▶ _Excerpted passage_

--- START ---

A Jamaican immigrant, Tulloch was named the first Black Chief Justice of Ontario. This appointment is just the latest for Justice Tulloch, who joined the bar in 1991. He was also the first Black justice to sit on a Canadian appellate court when he was elevated to the Ontario Court of Appeal in 2012. A shining star in the Black community and a leader for a growing crop of socially aware and active judges, Tulloch is known as a passionate lawyer dedicated to his craft.
“I didn’t go to law school to make money. I would say I’m very idealistic,” said Tulloch in an interview with Scotiabank CEO Brian Porter last year.
In 2018, Justice Tulloch led a review of police street checks for the Ontario government. The study revealed just how discriminatory the practice of carding was while doing nothing to reduce crime. While the Ford government did not take up his 129 recommendations in Ontario, Tulloch has a reputation for being respected across the political spectrum. A Liberal government named him to the Ontario Superior Court in 2003, and a Conservative government chose him in 2012 as the first Black member of the Ontario appeal court.
However, Tulloch has not always been in lockstep with all Black activist groups in Canada. He was criticized for his participation in a five-member panel of the Ontario Court of Appeal that ruled against giving Black offenders special treatment in sentencing, similar to special considerations given to Indigenous offenders. In the case of Kevin Morris, a Black 22-year-old first offender from Toronto, who had been convicted on four charges, including possession of a loaded weapon, the court struck down an earlier decision to give Morris a lighter sentence for his crimes due to “his disadvantages linked to racism affecting his life choices.” In a controversial decision, the appeals court increased Mr. Morris’ sentence from one year to two, saying that it did not believe racism overwrote free will:
“We strongly doubt that more lenient sentences for the perpetrators of gun crimes will be seen by the law-abiding members of the [Black] community as a positive step towards social equality.”
The appeals court failed to see how the precedent of applying different sentences due to the specific circumstances of Indigenous peoples in Canada could be directly applied to all racialized groups. While many social justice groups and people in the Black community saw this as a failure of Tulloch and the other judges to use the law in a socially aware manner, the court saw no justification in the law to do so.

--- END ---

▶ _Material shown_
--- START ---

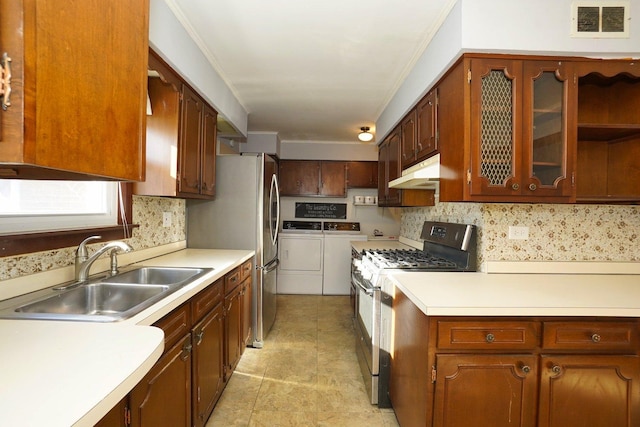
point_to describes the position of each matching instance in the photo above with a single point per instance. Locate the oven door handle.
(368, 290)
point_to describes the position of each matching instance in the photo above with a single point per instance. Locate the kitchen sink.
(107, 299)
(98, 299)
(155, 275)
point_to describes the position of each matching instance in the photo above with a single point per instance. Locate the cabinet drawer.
(245, 270)
(498, 335)
(206, 300)
(592, 336)
(232, 279)
(175, 325)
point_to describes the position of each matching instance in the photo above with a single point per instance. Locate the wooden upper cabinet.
(181, 138)
(408, 135)
(299, 177)
(427, 125)
(522, 138)
(77, 105)
(189, 170)
(313, 178)
(608, 153)
(362, 174)
(333, 179)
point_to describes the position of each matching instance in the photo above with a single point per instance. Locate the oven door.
(367, 322)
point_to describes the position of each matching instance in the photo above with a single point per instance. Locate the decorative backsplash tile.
(556, 232)
(147, 212)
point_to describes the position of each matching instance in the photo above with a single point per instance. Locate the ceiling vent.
(600, 19)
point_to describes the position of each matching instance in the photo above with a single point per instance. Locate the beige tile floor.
(307, 373)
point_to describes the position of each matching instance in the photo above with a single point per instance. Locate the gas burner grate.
(409, 259)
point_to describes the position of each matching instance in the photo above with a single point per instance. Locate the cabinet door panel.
(299, 178)
(495, 127)
(190, 126)
(208, 364)
(485, 390)
(409, 139)
(546, 137)
(209, 151)
(594, 391)
(84, 87)
(427, 116)
(362, 174)
(163, 397)
(333, 179)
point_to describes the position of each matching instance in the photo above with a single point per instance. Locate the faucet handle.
(81, 252)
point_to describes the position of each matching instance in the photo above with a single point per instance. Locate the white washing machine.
(336, 278)
(300, 249)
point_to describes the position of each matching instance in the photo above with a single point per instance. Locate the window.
(27, 206)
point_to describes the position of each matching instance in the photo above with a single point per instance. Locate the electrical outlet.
(166, 219)
(518, 232)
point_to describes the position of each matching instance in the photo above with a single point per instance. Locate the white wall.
(504, 26)
(169, 39)
(370, 218)
(328, 151)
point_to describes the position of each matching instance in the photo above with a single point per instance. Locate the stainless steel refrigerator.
(244, 215)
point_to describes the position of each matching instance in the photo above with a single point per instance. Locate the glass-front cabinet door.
(548, 168)
(495, 127)
(520, 132)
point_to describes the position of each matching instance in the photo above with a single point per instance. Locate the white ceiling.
(312, 70)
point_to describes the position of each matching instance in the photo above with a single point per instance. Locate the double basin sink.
(107, 299)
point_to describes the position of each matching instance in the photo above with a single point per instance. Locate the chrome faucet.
(84, 261)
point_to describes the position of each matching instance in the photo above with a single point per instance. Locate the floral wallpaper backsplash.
(147, 212)
(556, 232)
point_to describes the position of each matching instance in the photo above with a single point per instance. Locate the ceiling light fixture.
(365, 135)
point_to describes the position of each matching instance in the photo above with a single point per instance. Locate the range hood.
(422, 176)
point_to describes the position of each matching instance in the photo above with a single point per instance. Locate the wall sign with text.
(321, 210)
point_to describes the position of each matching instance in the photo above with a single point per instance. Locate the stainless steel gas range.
(446, 247)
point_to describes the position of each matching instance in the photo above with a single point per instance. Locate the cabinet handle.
(5, 80)
(199, 336)
(186, 350)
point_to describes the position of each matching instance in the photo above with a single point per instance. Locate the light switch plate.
(166, 219)
(518, 232)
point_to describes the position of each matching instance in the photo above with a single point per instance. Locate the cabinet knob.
(186, 351)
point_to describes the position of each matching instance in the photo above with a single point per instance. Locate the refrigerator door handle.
(270, 266)
(276, 190)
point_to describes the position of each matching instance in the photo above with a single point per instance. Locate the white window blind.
(54, 205)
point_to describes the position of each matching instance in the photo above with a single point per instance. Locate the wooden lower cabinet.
(234, 342)
(163, 397)
(518, 371)
(208, 364)
(594, 391)
(204, 340)
(485, 390)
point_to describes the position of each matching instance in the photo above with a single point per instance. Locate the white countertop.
(72, 373)
(482, 294)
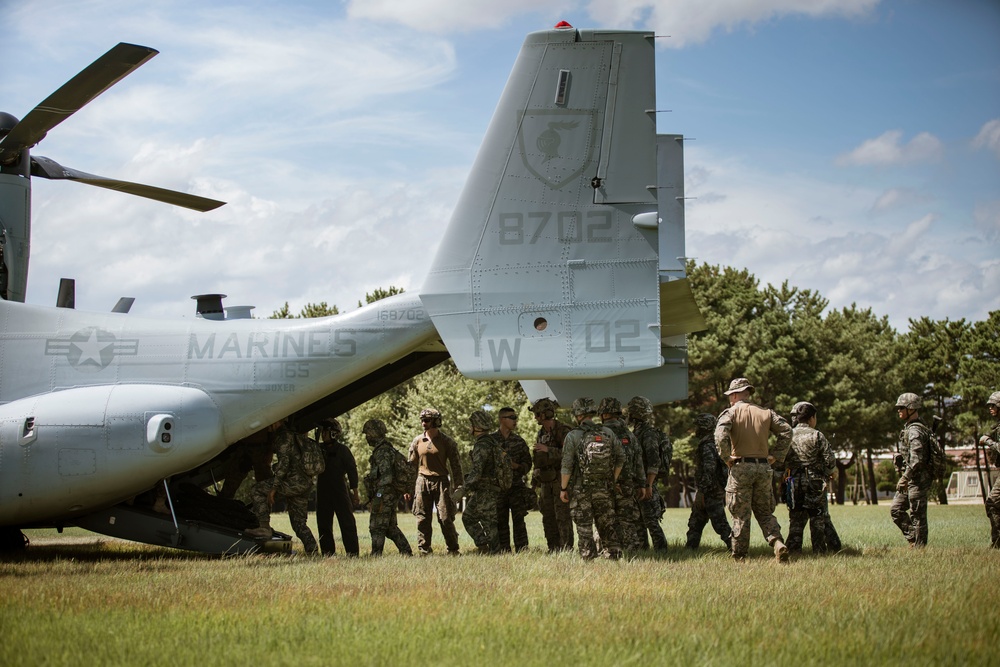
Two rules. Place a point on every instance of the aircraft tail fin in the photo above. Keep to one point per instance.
(572, 217)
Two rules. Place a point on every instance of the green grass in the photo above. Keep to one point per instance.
(877, 602)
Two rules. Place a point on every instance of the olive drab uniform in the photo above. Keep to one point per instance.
(384, 497)
(909, 505)
(628, 515)
(648, 438)
(519, 499)
(992, 443)
(482, 491)
(290, 481)
(809, 463)
(591, 495)
(556, 517)
(710, 475)
(433, 490)
(742, 432)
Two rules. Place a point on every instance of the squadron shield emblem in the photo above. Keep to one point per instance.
(556, 145)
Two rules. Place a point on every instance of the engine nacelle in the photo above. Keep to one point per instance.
(70, 452)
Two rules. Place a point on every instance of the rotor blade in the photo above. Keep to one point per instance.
(44, 167)
(93, 80)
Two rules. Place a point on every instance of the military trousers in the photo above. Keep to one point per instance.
(433, 492)
(595, 508)
(748, 491)
(708, 506)
(556, 519)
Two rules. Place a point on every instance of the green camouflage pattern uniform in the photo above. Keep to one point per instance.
(909, 505)
(992, 442)
(291, 482)
(519, 499)
(592, 504)
(556, 520)
(809, 463)
(648, 438)
(748, 489)
(482, 493)
(710, 475)
(628, 515)
(382, 522)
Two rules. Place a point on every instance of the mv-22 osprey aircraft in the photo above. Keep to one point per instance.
(562, 267)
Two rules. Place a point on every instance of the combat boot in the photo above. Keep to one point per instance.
(261, 532)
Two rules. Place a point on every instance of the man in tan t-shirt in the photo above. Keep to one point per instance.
(742, 437)
(434, 451)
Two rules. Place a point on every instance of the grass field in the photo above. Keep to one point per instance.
(877, 602)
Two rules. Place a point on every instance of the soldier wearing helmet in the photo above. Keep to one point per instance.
(991, 443)
(547, 459)
(382, 492)
(334, 497)
(710, 475)
(742, 437)
(654, 445)
(519, 499)
(592, 461)
(435, 452)
(909, 505)
(809, 464)
(631, 485)
(482, 484)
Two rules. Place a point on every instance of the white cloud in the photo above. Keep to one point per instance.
(887, 149)
(989, 137)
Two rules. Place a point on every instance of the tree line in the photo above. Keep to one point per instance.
(849, 362)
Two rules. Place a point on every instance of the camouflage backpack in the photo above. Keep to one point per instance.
(596, 457)
(503, 469)
(313, 461)
(404, 473)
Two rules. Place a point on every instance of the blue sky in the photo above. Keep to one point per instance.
(847, 146)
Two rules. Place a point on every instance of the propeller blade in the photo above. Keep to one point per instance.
(44, 167)
(93, 80)
(67, 293)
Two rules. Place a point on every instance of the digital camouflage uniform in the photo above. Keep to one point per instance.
(591, 501)
(909, 505)
(742, 432)
(382, 521)
(519, 499)
(556, 519)
(809, 463)
(628, 516)
(482, 490)
(435, 455)
(991, 442)
(710, 475)
(291, 482)
(648, 438)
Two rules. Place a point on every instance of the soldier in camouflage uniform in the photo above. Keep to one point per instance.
(809, 464)
(710, 475)
(647, 436)
(383, 496)
(909, 505)
(591, 496)
(547, 454)
(742, 437)
(291, 481)
(481, 486)
(519, 499)
(435, 452)
(991, 442)
(632, 481)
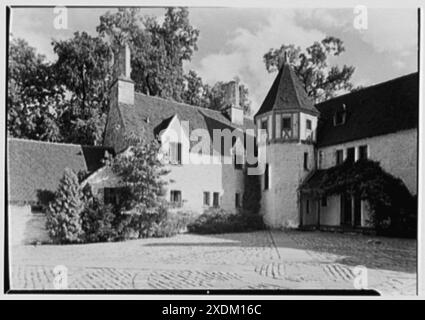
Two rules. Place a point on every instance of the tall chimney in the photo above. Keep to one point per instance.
(122, 88)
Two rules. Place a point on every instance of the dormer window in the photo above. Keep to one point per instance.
(175, 152)
(340, 116)
(308, 124)
(286, 123)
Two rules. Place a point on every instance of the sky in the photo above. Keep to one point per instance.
(233, 41)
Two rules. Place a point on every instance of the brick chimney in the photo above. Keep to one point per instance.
(232, 102)
(122, 89)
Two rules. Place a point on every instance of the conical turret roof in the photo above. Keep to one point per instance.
(287, 93)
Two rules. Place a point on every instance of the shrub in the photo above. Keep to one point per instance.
(219, 221)
(174, 223)
(140, 172)
(63, 215)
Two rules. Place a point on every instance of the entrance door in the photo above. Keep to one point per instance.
(357, 211)
(346, 210)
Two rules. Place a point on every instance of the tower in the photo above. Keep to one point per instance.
(290, 119)
(121, 93)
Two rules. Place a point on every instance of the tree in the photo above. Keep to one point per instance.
(32, 95)
(199, 94)
(83, 70)
(320, 80)
(63, 216)
(140, 171)
(158, 50)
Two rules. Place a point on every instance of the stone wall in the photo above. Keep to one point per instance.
(280, 204)
(25, 226)
(396, 152)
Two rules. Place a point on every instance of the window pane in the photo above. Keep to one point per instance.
(308, 124)
(179, 153)
(363, 152)
(216, 199)
(206, 198)
(286, 123)
(339, 156)
(350, 155)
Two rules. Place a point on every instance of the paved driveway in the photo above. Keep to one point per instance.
(257, 260)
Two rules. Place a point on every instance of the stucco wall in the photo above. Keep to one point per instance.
(26, 227)
(280, 204)
(309, 217)
(304, 132)
(330, 215)
(396, 153)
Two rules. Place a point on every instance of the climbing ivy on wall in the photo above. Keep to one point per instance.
(393, 207)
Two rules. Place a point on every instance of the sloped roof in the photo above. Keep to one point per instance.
(380, 109)
(35, 167)
(149, 115)
(287, 93)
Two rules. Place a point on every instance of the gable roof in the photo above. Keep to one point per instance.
(149, 115)
(380, 109)
(287, 93)
(35, 167)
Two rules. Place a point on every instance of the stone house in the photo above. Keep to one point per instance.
(34, 169)
(303, 141)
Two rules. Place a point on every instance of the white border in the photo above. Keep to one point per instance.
(220, 3)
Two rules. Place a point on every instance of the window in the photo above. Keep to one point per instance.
(111, 196)
(286, 123)
(339, 118)
(305, 160)
(216, 199)
(176, 152)
(350, 155)
(362, 152)
(339, 157)
(176, 198)
(266, 177)
(238, 161)
(320, 164)
(238, 200)
(264, 126)
(308, 124)
(206, 198)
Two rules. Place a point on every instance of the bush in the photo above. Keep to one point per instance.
(97, 219)
(174, 223)
(63, 215)
(219, 221)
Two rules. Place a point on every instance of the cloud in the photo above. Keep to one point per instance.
(242, 55)
(393, 30)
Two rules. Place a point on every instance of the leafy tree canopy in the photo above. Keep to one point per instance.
(321, 80)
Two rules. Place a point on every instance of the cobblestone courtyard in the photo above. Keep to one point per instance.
(257, 260)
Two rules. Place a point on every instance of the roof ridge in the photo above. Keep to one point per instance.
(369, 87)
(54, 143)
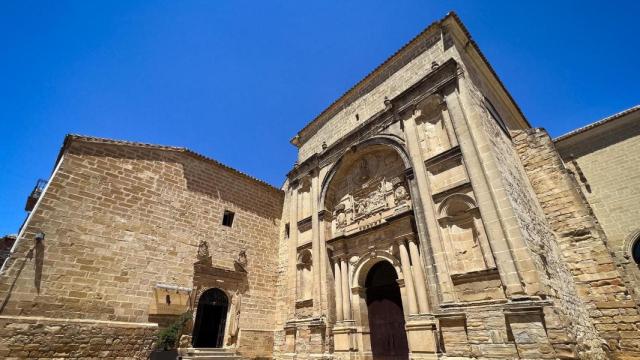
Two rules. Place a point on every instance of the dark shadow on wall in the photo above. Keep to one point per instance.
(27, 257)
(39, 260)
(202, 175)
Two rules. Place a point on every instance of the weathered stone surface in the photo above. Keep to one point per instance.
(422, 194)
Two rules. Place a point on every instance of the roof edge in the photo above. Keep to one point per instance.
(598, 123)
(69, 138)
(391, 59)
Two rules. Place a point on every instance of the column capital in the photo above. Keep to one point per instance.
(408, 173)
(322, 214)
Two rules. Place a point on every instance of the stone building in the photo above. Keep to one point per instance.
(424, 218)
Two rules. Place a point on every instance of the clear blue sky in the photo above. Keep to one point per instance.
(235, 80)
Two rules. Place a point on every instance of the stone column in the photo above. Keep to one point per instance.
(418, 276)
(498, 237)
(324, 267)
(346, 293)
(426, 222)
(293, 247)
(338, 286)
(408, 279)
(315, 244)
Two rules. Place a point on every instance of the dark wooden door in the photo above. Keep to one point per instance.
(386, 318)
(211, 316)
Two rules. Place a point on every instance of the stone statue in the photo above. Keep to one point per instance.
(203, 250)
(234, 318)
(241, 260)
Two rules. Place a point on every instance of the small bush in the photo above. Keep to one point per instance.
(168, 337)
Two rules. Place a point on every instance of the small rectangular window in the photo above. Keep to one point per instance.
(227, 218)
(496, 116)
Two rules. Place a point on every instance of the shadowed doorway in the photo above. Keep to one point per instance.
(386, 318)
(211, 317)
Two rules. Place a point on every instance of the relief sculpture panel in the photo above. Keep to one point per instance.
(368, 187)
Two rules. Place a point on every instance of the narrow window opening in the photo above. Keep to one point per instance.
(227, 218)
(635, 250)
(496, 116)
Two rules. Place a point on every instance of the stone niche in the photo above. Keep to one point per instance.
(367, 189)
(469, 257)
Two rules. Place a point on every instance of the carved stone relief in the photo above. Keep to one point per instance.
(368, 187)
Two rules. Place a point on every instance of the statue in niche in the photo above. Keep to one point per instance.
(400, 194)
(241, 260)
(234, 318)
(363, 171)
(203, 250)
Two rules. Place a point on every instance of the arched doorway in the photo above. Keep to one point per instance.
(211, 317)
(386, 318)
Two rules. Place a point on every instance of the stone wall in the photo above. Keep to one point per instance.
(367, 98)
(582, 246)
(604, 160)
(31, 338)
(119, 218)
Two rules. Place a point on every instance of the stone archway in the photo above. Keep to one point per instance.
(211, 318)
(385, 313)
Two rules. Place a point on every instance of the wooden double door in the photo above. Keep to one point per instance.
(386, 317)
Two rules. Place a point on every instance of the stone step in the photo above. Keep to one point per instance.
(210, 354)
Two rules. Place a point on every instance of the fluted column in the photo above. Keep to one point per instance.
(418, 276)
(293, 244)
(346, 298)
(338, 286)
(408, 278)
(315, 244)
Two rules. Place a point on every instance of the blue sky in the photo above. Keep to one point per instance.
(235, 80)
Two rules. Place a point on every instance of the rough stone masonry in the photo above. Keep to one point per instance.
(424, 219)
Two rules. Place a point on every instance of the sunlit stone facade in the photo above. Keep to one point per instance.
(424, 219)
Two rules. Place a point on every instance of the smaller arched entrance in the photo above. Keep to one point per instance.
(211, 318)
(386, 317)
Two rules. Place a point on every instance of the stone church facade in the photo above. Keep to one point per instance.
(424, 218)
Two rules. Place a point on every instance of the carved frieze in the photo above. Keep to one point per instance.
(369, 187)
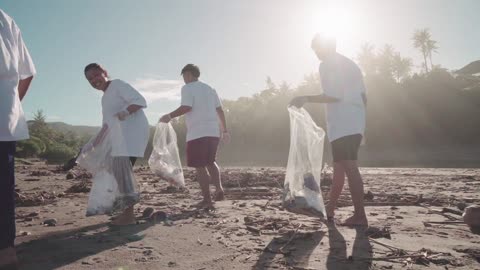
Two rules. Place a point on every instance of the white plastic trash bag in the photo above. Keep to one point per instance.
(114, 187)
(302, 192)
(103, 194)
(165, 159)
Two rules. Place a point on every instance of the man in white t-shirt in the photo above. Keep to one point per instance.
(206, 124)
(16, 73)
(345, 97)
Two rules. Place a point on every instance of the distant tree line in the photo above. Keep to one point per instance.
(408, 107)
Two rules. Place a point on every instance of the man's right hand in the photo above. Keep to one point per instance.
(87, 147)
(298, 101)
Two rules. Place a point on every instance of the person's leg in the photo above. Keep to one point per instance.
(7, 202)
(213, 168)
(336, 188)
(204, 181)
(214, 172)
(355, 181)
(197, 157)
(123, 175)
(133, 160)
(355, 184)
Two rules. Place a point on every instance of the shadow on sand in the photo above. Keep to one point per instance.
(58, 249)
(361, 252)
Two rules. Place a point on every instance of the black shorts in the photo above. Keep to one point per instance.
(346, 148)
(202, 152)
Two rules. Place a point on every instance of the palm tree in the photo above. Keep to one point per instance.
(422, 40)
(401, 67)
(431, 47)
(367, 59)
(385, 61)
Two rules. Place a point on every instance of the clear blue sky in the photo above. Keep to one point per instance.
(237, 44)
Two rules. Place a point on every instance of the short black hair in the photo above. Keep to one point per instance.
(195, 70)
(324, 41)
(93, 66)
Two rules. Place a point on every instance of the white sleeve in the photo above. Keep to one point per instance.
(131, 95)
(218, 102)
(187, 97)
(26, 68)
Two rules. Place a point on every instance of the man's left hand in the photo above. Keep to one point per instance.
(122, 115)
(165, 119)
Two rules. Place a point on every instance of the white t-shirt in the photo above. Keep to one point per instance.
(129, 137)
(15, 64)
(202, 120)
(341, 78)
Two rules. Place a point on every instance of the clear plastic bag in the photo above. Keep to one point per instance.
(165, 159)
(114, 187)
(302, 192)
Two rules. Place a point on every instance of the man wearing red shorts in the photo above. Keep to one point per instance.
(206, 124)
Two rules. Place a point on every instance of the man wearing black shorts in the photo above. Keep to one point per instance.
(204, 118)
(345, 97)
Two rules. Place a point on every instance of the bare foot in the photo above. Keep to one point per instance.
(219, 195)
(356, 221)
(8, 258)
(330, 209)
(204, 204)
(124, 219)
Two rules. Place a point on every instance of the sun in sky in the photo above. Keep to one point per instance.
(336, 21)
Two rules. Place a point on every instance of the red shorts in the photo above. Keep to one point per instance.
(202, 152)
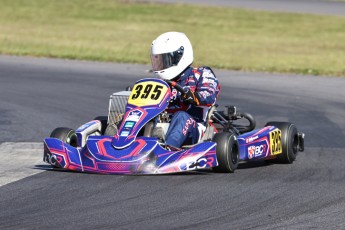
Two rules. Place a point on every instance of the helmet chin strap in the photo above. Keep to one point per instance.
(180, 74)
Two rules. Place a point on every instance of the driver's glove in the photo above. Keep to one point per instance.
(191, 97)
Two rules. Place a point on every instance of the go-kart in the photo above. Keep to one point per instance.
(131, 140)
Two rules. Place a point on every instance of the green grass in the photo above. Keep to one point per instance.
(122, 31)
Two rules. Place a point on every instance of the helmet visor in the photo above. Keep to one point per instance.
(166, 60)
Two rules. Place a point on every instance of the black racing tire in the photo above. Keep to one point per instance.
(289, 141)
(66, 135)
(227, 151)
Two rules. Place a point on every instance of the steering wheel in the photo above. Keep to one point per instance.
(176, 86)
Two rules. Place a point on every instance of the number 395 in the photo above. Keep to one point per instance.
(144, 93)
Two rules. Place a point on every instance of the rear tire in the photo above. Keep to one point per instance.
(227, 152)
(66, 135)
(289, 141)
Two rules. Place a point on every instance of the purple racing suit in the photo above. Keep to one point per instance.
(188, 121)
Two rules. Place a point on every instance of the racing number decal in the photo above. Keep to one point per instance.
(275, 142)
(147, 93)
(154, 95)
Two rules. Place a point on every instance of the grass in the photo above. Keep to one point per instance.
(122, 31)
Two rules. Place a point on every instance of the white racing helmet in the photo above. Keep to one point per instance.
(171, 54)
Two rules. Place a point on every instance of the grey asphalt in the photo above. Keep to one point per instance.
(297, 6)
(38, 94)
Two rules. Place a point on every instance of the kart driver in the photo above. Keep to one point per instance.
(171, 57)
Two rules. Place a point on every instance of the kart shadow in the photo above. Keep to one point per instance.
(186, 173)
(254, 164)
(244, 165)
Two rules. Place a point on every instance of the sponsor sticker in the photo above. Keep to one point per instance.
(124, 133)
(259, 150)
(251, 139)
(129, 124)
(134, 115)
(275, 142)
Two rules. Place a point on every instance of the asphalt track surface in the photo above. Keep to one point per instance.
(297, 6)
(37, 95)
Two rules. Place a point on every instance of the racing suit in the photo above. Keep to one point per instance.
(188, 120)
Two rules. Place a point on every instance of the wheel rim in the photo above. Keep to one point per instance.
(295, 145)
(234, 154)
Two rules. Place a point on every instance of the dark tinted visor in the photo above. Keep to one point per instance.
(166, 60)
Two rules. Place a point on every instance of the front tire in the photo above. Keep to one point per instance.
(227, 151)
(289, 141)
(66, 135)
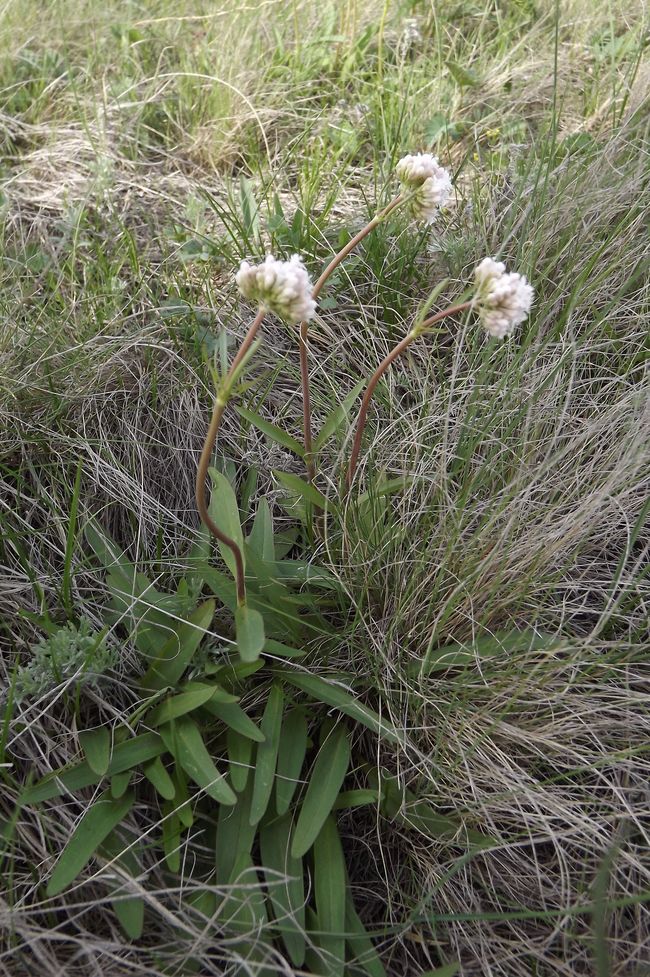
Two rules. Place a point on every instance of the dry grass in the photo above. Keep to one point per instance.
(529, 462)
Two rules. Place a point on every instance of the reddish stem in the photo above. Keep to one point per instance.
(379, 372)
(206, 455)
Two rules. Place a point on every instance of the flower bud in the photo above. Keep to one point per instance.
(502, 299)
(282, 287)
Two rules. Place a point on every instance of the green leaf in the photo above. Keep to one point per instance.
(240, 754)
(221, 586)
(185, 743)
(291, 756)
(249, 625)
(267, 754)
(178, 651)
(96, 824)
(355, 798)
(235, 717)
(197, 694)
(156, 774)
(272, 431)
(128, 909)
(330, 890)
(322, 691)
(286, 888)
(362, 949)
(464, 77)
(235, 835)
(125, 756)
(337, 416)
(120, 783)
(96, 744)
(224, 511)
(401, 804)
(135, 601)
(305, 490)
(260, 539)
(327, 775)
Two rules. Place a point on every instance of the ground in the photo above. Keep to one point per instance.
(147, 148)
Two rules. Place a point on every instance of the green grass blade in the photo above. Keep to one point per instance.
(185, 743)
(178, 651)
(330, 891)
(291, 756)
(272, 431)
(96, 824)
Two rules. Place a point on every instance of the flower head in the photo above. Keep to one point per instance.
(282, 287)
(429, 182)
(503, 299)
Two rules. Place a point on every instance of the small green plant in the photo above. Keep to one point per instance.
(255, 754)
(74, 654)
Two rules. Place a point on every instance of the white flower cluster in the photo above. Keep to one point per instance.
(503, 299)
(282, 287)
(431, 182)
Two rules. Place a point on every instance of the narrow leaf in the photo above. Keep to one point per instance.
(179, 705)
(235, 835)
(323, 691)
(120, 783)
(267, 754)
(327, 775)
(156, 774)
(128, 909)
(286, 888)
(185, 742)
(171, 838)
(240, 752)
(249, 625)
(260, 539)
(330, 891)
(96, 824)
(363, 952)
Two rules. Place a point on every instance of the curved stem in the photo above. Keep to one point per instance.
(306, 402)
(304, 328)
(206, 455)
(379, 372)
(352, 243)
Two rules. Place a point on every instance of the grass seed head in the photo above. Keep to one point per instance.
(428, 181)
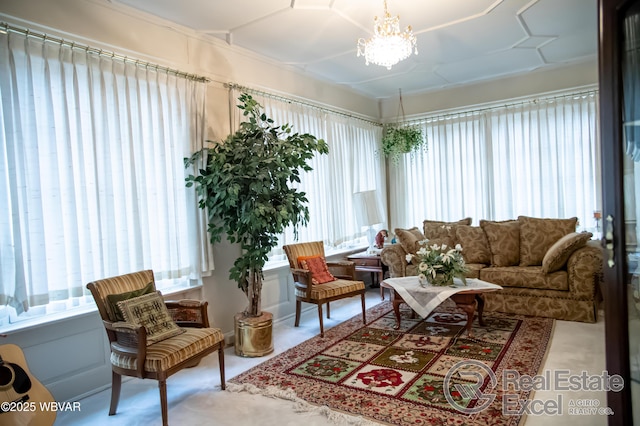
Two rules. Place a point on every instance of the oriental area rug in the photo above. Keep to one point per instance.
(429, 372)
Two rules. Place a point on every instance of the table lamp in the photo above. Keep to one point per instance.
(368, 213)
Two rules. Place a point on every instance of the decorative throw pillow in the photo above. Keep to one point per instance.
(537, 235)
(504, 241)
(438, 229)
(150, 311)
(475, 248)
(115, 313)
(409, 239)
(317, 265)
(560, 252)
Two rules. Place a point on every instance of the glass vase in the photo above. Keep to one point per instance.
(440, 280)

--- END ---

▶ _Activity list_
(a) According to the Tulloch profile, why did the appeals court raise Kevin Morris's sentence? Answer in one to three sentences.
(b) Please quote the Tulloch profile from "A Jamaican immigrant, Tulloch" to "Porter last year.".
The listing has no connection to the Tulloch profile.

▶ _Solutions in order_
(a) The court said it did not believe racism overwrote free will. It also could not see how the sentencing precedent for Indigenous offenders could be applied directly to all racialized groups, and it found no justification in the law for doing so.

(b)
A Jamaican immigrant, Tulloch was named the first Black Chief Justice of Ontario. This appointment is just the latest for Justice Tulloch, who joined the bar in 1991. He was also the first Black justice to sit on a Canadian appellate court when he was elevated to the Ontario Court of Appeal in 2012. A shining star in the Black community and a leader for a growing crop of socially aware and active judges, Tulloch is known as a passionate lawyer dedicated to his craft.
“I didn’t go to law school to make money. I would say I’m very idealistic,” said Tulloch in an interview with Scotiabank CEO Brian Porter last year.